INSTRUCTION:
Please print every line of the records below verbatim, leaving out the pictures.

DATA ROWS:
◇ ◇ ◇ ◇

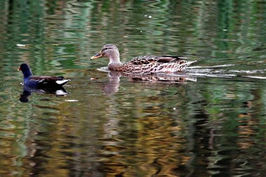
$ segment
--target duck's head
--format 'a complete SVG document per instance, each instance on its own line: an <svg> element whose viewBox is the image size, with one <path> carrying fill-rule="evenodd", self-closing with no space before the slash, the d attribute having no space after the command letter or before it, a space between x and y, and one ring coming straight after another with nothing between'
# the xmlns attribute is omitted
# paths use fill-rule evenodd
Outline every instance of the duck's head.
<svg viewBox="0 0 266 177"><path fill-rule="evenodd" d="M20 64L20 66L18 68L18 71L21 70L24 77L31 76L32 75L32 70L30 68L30 66L27 64Z"/></svg>
<svg viewBox="0 0 266 177"><path fill-rule="evenodd" d="M95 59L102 57L106 57L111 60L119 60L119 51L118 48L113 44L104 45L101 51L90 58L90 59Z"/></svg>

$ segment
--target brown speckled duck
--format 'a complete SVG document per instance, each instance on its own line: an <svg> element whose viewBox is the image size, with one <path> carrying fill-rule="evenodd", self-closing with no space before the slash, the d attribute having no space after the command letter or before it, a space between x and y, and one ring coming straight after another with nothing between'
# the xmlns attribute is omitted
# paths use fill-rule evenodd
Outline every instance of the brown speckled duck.
<svg viewBox="0 0 266 177"><path fill-rule="evenodd" d="M156 73L173 73L182 71L196 61L187 62L182 60L185 57L177 56L139 56L129 62L120 62L119 51L113 44L104 45L99 53L90 58L94 59L106 57L110 61L108 69L131 74L151 74Z"/></svg>

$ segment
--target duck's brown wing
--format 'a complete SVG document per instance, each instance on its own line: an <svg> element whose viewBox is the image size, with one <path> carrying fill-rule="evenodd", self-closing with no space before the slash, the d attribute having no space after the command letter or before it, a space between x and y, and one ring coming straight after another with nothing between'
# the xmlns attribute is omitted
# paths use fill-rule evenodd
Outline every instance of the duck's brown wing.
<svg viewBox="0 0 266 177"><path fill-rule="evenodd" d="M127 64L134 65L147 64L152 63L170 63L186 58L181 56L154 56L143 55L135 57Z"/></svg>

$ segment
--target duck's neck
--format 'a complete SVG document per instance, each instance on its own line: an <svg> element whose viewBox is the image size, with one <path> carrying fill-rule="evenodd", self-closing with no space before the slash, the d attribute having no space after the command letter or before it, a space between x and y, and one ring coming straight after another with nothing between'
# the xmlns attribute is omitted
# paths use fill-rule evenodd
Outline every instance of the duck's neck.
<svg viewBox="0 0 266 177"><path fill-rule="evenodd" d="M115 70L117 66L122 64L120 62L120 57L119 53L114 53L112 55L109 56L109 64L108 64L108 68Z"/></svg>

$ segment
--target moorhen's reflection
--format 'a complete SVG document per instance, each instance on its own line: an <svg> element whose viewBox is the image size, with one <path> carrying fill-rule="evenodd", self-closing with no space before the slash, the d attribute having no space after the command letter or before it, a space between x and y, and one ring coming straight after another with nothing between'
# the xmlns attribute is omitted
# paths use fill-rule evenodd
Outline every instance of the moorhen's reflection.
<svg viewBox="0 0 266 177"><path fill-rule="evenodd" d="M23 93L20 95L19 101L23 103L28 102L29 98L28 97L32 95L32 92L42 94L53 94L57 95L66 95L68 94L68 92L63 87L56 88L43 88L42 89L37 89L24 85L23 87Z"/></svg>
<svg viewBox="0 0 266 177"><path fill-rule="evenodd" d="M102 70L103 71L103 70ZM109 82L104 86L105 92L108 94L113 94L119 91L120 77L128 78L129 81L139 80L151 81L175 81L183 82L186 80L196 81L197 78L194 76L178 76L166 74L153 75L137 75L125 73L115 71L108 71Z"/></svg>

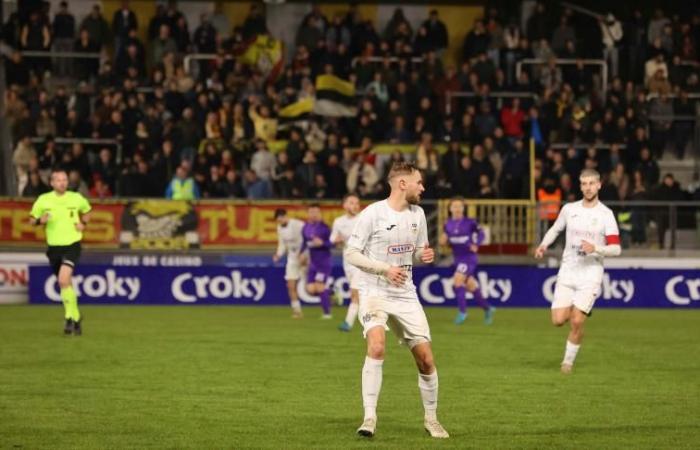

◇ ◇ ◇ ◇

FULL ANSWER:
$ segment
--target duck's head
--format 'a complete SVG document per instance, each instance on its own line: an <svg> element whose viewBox is the image size, with one <path> carrying fill-rule="evenodd", self-closing with no space before the slash, the d attribute having no space after the command letter or before it, a space between x and y, and one ring coming straight after another with nothing between'
# the xmlns attribute is omitted
# paths use fill-rule evenodd
Outline every instance of the duck's head.
<svg viewBox="0 0 266 177"><path fill-rule="evenodd" d="M20 64L20 66L18 68L18 71L21 70L24 77L31 76L32 75L32 70L30 68L30 66L27 64Z"/></svg>
<svg viewBox="0 0 266 177"><path fill-rule="evenodd" d="M95 59L102 57L106 57L111 60L119 60L119 51L118 48L113 44L104 45L101 51L90 58L90 59Z"/></svg>

$ segment
--target brown speckled duck
--format 'a complete SVG document per instance, each instance on its own line: an <svg> element whose viewBox is the image size, with one <path> carrying fill-rule="evenodd", self-closing with no space before the slash, the d attribute having no space after the command letter or before it, a space between x and y, and one ring coming straight after another with nothing between'
# the xmlns attribute is omitted
# paths use fill-rule evenodd
Outline every instance of the brown speckled duck.
<svg viewBox="0 0 266 177"><path fill-rule="evenodd" d="M156 73L173 73L182 71L196 61L187 62L182 60L185 57L177 56L139 56L129 62L120 62L119 51L113 44L104 45L99 53L90 58L94 59L106 57L110 61L108 69L131 74L151 74Z"/></svg>

$ segment
--target duck's brown wing
--format 'a complete SVG document per instance, each instance on its own line: an <svg> element whose viewBox is the image size, with one <path> carrying fill-rule="evenodd", self-closing with no space before the slash, the d attribute having no space after the command letter or before it, a space between x and y, and one ring coming straight after another with nothing between'
# the xmlns attribute is omitted
# paths use fill-rule evenodd
Outline every instance of the duck's brown wing.
<svg viewBox="0 0 266 177"><path fill-rule="evenodd" d="M127 64L134 65L147 64L152 63L170 63L186 58L181 56L154 56L143 55L135 57Z"/></svg>

$ segment
--target duck's neck
--format 'a complete SVG document per instance, each instance on its own line: an <svg> element whose viewBox is the image size, with one <path> carrying fill-rule="evenodd", self-closing with no space before the slash, the d attribute having no space after the command letter or before it, a space between x and y, and one ring coming straight after another with nothing between'
# the xmlns attribute is omitted
# paths use fill-rule evenodd
Outline every instance of the duck's neck.
<svg viewBox="0 0 266 177"><path fill-rule="evenodd" d="M115 70L117 66L122 64L120 62L120 57L119 53L114 53L112 55L109 56L109 64L108 64L108 68Z"/></svg>

$ segment
--target moorhen's reflection
--format 'a complete SVG document per instance, each instance on its own line: an <svg> element whose viewBox is the image size, with one <path> carrying fill-rule="evenodd", self-closing with no space before the slash, the d attribute having no space after the command letter or before it, a space between x and y, and one ring coming straight after another with nothing between'
# the xmlns attribute is omitted
# paths use fill-rule evenodd
Outline every instance of the moorhen's reflection.
<svg viewBox="0 0 266 177"><path fill-rule="evenodd" d="M23 93L20 95L19 101L23 103L28 102L29 98L28 97L32 95L32 92L42 94L53 94L57 95L66 95L68 94L68 92L63 87L56 88L43 88L42 89L37 89L24 85L23 87Z"/></svg>
<svg viewBox="0 0 266 177"><path fill-rule="evenodd" d="M102 70L103 71L103 70ZM109 82L104 86L105 92L108 94L113 94L119 91L120 77L128 78L129 81L139 80L151 81L175 81L183 82L186 80L196 81L197 78L194 76L178 76L166 74L153 75L137 75L125 73L115 71L108 71Z"/></svg>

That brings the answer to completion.